» **УСЛОВИЕ ЗАДАЧИ**: Перепишите отрывок о взглядах Бентама на равенство: всё от слов «Безусловное равенство, так» и до слов «только всеобщее разорение.». При этом замените «рабами» на «подданными».

Но некоторые соображения Бентама применимы и к социалистическим доктринам.

Так, он говорит, что страсть к равенству коренится не в добродетели, а в пороке. Она имеет источником не доброжелательство, а злорадство. Приверженцем равенства является тот, кому невыносимо зрелище чужого благосостояния. Между тем, при высшей степени совершенства, до которого можно дойти, равенство всё-таки не достигает цели. Всеобщее уравнение имуществ даёт только средства для счастья; но что такое равные средства при неравенстве потребностей? Какое мне дело, что мой здоровый и сильный сосед в состоянии поддерживать свою жизнь, если я умираю от недостатка средств для излечения болезни?

Истинное равенство должно быть пропорционально потребностям...

Как известно, левое крыло социалистов и проектирует это равенство, выражая его в формуле: труд по способности, а продукты каждому по потребности. Бентаму (да и не только ему) даже самая мысль о таком равенстве показалась бы чудовищно нелепой, нарушающей элементарные основы справедливости. Начиная от первого ангела, не удовлетворившегося своим положением, и праотца Адама, мы видим, что пределов аппетитам и потребностям нет конца. Истинное равенство кроется не в равной степени удовлетворённости аппетитов, а в равенстве пред долгом, в равенстве служения высшим началам независимо от материальной обстановки. Это равенство во Христе особенно ясно формулируют апостолы, приглашающие оставаться всех в своём состоянии, однако, не переставая служить истине и добру.

Неравенство и подчинение, – говорит Бентам, – составляют естественное состояние человека. Это – состояние, в котором он всегда был, есть и будет, пока он остаётся человеком.

Безусловное равенство, так же, как и безусловная свобода, – невозможны. Дети неизбежно должны быть подчинены родителям; в семействе необходимо подчинение или жены мужу или мужа жене. Следовательно, для двух третей человеческого рода свобода и равенство не могут существовать. Если же всеобщая свобода немыслима, то всеобщее равенство возможно только при всеобщем подчинении. Всех нельзя сделать равно свободными; но можно всех равно сделать рабами, за исключением одного лица, которому должны подчиняться остальные. В приложении же к собственности система уравнения может привести к тому, что никто не может иметь более известного размера имущества, но она не в состоянии достигнуть того, чтобы никто не имел меньше. Эта система влечёт за собой только всеобщее разорение.

» **ИСХОДНЫЕ ДАННЫЕ**:
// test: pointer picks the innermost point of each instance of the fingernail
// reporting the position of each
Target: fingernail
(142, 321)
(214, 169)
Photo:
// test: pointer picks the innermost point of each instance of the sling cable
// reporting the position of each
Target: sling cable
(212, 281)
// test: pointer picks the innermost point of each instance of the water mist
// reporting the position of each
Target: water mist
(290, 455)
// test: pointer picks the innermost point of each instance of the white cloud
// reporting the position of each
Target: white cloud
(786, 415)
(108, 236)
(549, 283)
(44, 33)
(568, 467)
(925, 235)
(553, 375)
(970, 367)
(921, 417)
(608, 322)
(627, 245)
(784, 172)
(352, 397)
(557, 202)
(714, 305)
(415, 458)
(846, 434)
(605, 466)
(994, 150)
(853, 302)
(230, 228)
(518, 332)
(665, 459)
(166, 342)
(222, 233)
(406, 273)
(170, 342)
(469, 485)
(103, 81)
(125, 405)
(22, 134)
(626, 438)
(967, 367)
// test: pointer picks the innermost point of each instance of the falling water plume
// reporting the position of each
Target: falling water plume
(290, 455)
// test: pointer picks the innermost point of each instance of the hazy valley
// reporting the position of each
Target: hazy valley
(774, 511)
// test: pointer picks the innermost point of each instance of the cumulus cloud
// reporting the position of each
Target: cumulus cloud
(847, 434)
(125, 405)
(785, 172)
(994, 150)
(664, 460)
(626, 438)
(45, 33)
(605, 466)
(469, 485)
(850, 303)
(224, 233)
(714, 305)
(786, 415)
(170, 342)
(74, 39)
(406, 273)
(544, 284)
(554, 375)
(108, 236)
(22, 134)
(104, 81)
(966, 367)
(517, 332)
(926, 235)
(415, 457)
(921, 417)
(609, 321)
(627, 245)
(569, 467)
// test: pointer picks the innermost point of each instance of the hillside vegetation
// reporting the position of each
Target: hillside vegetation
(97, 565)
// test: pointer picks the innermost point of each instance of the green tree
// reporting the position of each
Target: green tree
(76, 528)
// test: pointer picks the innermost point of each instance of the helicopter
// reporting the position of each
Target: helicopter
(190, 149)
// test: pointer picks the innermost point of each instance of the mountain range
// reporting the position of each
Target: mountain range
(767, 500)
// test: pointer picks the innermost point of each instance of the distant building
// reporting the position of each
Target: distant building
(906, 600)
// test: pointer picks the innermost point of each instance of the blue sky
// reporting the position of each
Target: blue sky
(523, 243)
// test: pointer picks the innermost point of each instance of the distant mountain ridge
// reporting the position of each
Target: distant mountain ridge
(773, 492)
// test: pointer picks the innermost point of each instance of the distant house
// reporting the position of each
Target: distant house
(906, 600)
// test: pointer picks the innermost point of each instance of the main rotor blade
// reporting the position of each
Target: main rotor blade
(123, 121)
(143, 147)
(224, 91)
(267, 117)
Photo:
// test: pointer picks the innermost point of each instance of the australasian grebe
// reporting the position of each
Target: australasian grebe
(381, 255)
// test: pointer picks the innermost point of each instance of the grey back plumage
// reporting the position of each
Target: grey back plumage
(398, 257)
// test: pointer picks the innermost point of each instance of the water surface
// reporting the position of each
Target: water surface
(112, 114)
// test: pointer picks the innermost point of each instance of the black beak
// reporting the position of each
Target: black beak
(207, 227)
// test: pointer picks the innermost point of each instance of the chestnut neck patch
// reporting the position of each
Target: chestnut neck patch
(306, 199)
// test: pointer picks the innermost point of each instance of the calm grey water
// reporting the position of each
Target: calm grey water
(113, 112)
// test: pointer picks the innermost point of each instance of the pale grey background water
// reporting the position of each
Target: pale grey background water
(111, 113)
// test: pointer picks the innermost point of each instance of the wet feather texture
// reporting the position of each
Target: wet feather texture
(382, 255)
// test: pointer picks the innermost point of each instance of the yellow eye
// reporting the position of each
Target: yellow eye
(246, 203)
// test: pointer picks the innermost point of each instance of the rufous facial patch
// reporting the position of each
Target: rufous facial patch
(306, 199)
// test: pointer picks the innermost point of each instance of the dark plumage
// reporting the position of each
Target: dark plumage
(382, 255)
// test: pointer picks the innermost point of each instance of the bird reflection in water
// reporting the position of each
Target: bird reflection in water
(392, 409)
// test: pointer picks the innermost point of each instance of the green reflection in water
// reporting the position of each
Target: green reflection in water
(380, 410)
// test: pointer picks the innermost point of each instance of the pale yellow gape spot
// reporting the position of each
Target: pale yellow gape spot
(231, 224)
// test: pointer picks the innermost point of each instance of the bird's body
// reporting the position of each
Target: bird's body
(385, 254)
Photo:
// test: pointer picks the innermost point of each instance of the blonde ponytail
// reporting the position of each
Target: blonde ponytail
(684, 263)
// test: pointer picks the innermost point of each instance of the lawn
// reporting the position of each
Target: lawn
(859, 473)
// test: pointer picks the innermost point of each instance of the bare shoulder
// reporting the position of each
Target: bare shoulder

» **ВЫПОЛНЕННОЕ ЗАДАНИЕ**:
Безусловное равенство, так же, как и безусловная свобода, – невозможны. Дети неизбежно должны быть подчинены родителям; в семействе необходимо подчинение или жены мужу или мужа жене. Следовательно, для двух третей человеческого рода свобода и равенство не могут существовать. Если же всеобщая свобода немыслима, то всеобщее равенство возможно только при всеобщем подчинении. Всех нельзя сделать равно свободными; но можно всех равно сделать подданными, за исключением одного лица, которому должны подчиняться остальные. В приложении же к собственности система уравнения может привести к тому, что никто не может иметь более известного размера имущества, но она не в состоянии достигнуть того, чтобы никто не имел меньше. Эта система влечёт за собой только всеобщее разорение.